▶ _TASK DESCRIPTION_:
Your task is to print all of the data word for word.

[Begin]

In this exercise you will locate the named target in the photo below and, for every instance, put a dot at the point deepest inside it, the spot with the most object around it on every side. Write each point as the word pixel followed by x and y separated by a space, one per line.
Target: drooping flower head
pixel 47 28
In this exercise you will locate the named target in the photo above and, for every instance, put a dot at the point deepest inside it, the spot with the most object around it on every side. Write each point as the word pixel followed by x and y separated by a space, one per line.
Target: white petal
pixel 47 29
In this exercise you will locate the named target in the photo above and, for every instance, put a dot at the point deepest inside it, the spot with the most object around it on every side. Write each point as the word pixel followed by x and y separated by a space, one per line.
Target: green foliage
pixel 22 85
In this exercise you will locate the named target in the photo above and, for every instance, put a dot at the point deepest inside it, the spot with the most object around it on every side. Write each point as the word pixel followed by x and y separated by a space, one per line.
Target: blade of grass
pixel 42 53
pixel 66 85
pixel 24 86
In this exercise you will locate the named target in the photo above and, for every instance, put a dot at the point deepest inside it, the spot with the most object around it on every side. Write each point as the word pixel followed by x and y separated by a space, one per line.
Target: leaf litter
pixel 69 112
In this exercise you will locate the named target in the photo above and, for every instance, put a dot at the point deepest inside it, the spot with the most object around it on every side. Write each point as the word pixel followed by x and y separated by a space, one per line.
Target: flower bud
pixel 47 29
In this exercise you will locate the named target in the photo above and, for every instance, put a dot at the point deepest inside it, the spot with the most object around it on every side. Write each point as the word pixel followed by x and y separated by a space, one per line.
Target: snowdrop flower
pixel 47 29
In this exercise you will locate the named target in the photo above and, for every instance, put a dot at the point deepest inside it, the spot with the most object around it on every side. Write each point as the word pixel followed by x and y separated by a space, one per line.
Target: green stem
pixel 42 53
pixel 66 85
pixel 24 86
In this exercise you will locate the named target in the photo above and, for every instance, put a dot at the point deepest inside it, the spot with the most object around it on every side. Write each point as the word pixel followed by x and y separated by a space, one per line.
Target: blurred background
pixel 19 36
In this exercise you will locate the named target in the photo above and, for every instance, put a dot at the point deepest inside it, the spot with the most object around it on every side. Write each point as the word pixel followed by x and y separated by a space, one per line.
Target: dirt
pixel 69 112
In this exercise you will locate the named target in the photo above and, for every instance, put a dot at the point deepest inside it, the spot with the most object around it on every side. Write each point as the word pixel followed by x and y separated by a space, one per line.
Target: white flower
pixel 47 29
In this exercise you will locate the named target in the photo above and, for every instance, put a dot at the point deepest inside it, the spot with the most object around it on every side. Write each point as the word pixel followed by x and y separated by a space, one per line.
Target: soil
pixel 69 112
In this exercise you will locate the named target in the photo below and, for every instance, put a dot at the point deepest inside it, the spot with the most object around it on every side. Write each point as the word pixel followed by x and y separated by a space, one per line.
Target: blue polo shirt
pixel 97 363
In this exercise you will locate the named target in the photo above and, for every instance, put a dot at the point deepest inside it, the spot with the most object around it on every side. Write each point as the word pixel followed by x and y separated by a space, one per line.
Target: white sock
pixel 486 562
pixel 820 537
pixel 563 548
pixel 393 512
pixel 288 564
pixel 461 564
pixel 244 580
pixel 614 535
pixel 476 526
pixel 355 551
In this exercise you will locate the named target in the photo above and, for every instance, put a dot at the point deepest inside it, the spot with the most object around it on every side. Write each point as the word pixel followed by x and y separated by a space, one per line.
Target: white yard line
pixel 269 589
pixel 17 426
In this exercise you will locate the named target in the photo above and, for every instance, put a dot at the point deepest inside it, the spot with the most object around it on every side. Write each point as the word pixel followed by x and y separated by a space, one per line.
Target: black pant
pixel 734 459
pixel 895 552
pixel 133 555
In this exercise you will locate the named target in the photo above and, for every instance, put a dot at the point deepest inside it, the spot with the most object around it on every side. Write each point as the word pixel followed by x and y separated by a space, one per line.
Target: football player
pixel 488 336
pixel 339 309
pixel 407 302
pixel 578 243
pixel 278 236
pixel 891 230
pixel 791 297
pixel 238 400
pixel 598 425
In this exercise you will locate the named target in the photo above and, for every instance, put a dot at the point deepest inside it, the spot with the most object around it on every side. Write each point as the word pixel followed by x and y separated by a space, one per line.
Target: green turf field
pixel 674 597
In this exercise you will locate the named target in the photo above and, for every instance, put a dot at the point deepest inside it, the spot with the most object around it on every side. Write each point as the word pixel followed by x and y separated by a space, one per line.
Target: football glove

[End]

▶ _ANSWER TO THE TASK_:
In this exercise you will locate the named target in the photo below and, for every instance, put a dot at the point deepest inside it, the spot with the most object around it on every side. Write each point as the word pixel followed by x and y separated by a space, one per line.
Target: drooping flower head
pixel 47 28
In this exercise you will locate the named target in the photo above and, for every instance, put a dot at the point deepest inside it, the spot with the most object around it on every side. Write each point as the word pixel followed by x and y separated by a space, one per line.
Target: white petal
pixel 47 29
In this exercise you will locate the named target in the photo above and, for every instance, put a dot at the point deepest inside it, the spot with the most object around it on every side. Write each point as the word pixel followed by x and y separated by a space, one per line.
Target: green foliage
pixel 22 85
In this exercise you will locate the named target in the photo above and, for every instance, put a dot at the point deepest inside it, the spot with the most object around it on every side. Write each point as the word pixel followed by x and y separated by a space, one per line.
Target: blade of grass
pixel 42 53
pixel 66 85
pixel 24 86
In this exercise you will locate the named target in the photo above and, for every instance, put a dot at the point deepest inside it, the spot with the most object around it on every side. Write each point as the word pixel followed by x and y separated by a space, one per line.
Target: leaf litter
pixel 69 112
In this exercise you will locate the named target in the photo above and, for every instance, put a dot at the point deepest inside it, the spot with the most object around it on every side. Write each point as the word pixel followed by x and y separated by a space, one per line.
Target: flower bud
pixel 47 29
In this exercise you will locate the named target in the photo above and, for every instance, put a dot at the point deepest inside it, the spot with the most object around it on every side. Write each point as the word pixel followed by x and y separated by a space, one per line.
Target: snowdrop flower
pixel 47 29
In this exercise you will locate the named target in the photo above and, for every instance, put a dot at the point deepest inside it, the spot with the most object around it on every side. Write each point as the word pixel followed by x and y separated by a space, one per line.
Target: green stem
pixel 42 53
pixel 66 85
pixel 24 86
In this exercise you will locate the named target in the photo above and, for every instance, put a dot at the point deepest inside it, the spot with the most object around it on every side. Write each point as the word pixel followed by x and y separated by a space, one per line.
Target: blurred background
pixel 19 36
In this exercise you will locate the named target in the photo above and, for every instance, put a dot at the point deepest inside it, the spot with the most object around it on every side. Write each point as the word pixel followed by x and y separated by a space, one per line.
Target: dirt
pixel 69 112
In this exercise you will locate the named target in the photo above and, for every instance, put a dot at the point deepest inside it, the spot with the most object around it on every side. Write each point as the word pixel followed by x and y separated by a space, one per line.
Target: white flower
pixel 47 29
In this exercise you will locate the named target in the photo above and, for every instance, put a dot at the point deepest inside it, the spot with the most object around it on every side. Write each point as the word pixel followed by x and y separated by a space, one per line.
Target: soil
pixel 69 112
In this exercise you will locate the named target in the photo below and, for every instance, put a dot at the point deepest inside it, the spot with the most object around it on every side. Write each point as the word pixel followed by x and y separated by a space, one per line.
Target: blue polo shirt
pixel 97 363
In this exercise you will locate the named target in the photo above and, for every instance, put a dot at the point deepest inside it, the spot with the most object around it on every side. Write each point as the word pixel followed by x and y separated by a space, one per line.
Target: white sock
pixel 486 562
pixel 820 537
pixel 563 548
pixel 393 512
pixel 288 564
pixel 461 564
pixel 244 580
pixel 614 535
pixel 476 526
pixel 355 551
In this exercise you will locate the named target in the photo above and, for every instance, put a dot at the point deepest inside it, the spot with the most object around it on every side. Write each point as the word pixel followed by x and y separated by a space, one per line.
Target: white yard line
pixel 269 589
pixel 17 426
In this exercise you will locate the named target in the photo above and, for every instance, put a dot at the point deepest inside it, the spot with the most object around it on every side. Write each point as the word pixel followed by x and y separated by a space, one per line.
Target: black pant
pixel 734 459
pixel 895 552
pixel 133 555
In this exercise you will locate the named target in the photo above and, for every instance, put a dot at the point deepest inside it, the spot with the most object around it on every side. Write each point as the word pixel followed by x and y separated by a space, one per line.
Target: football player
pixel 488 336
pixel 339 309
pixel 407 302
pixel 578 243
pixel 278 236
pixel 891 230
pixel 791 297
pixel 238 400
pixel 598 425
In this exercise you will locate the named target in the photo above and, for every instance, put a dot at the point deepest inside it, the spot with the most object around it on every side. Write each point as the word pixel followed by x and y separated by a space, one per line.
Target: green turf field
pixel 674 597
In this exercise you will locate the named target in the photo above and, for every instance, put a dot at the point deepest inside it, the spot with the most object around it on every side. Write each point as the word pixel followed by x and y separated by a space, one per line.
Target: football glove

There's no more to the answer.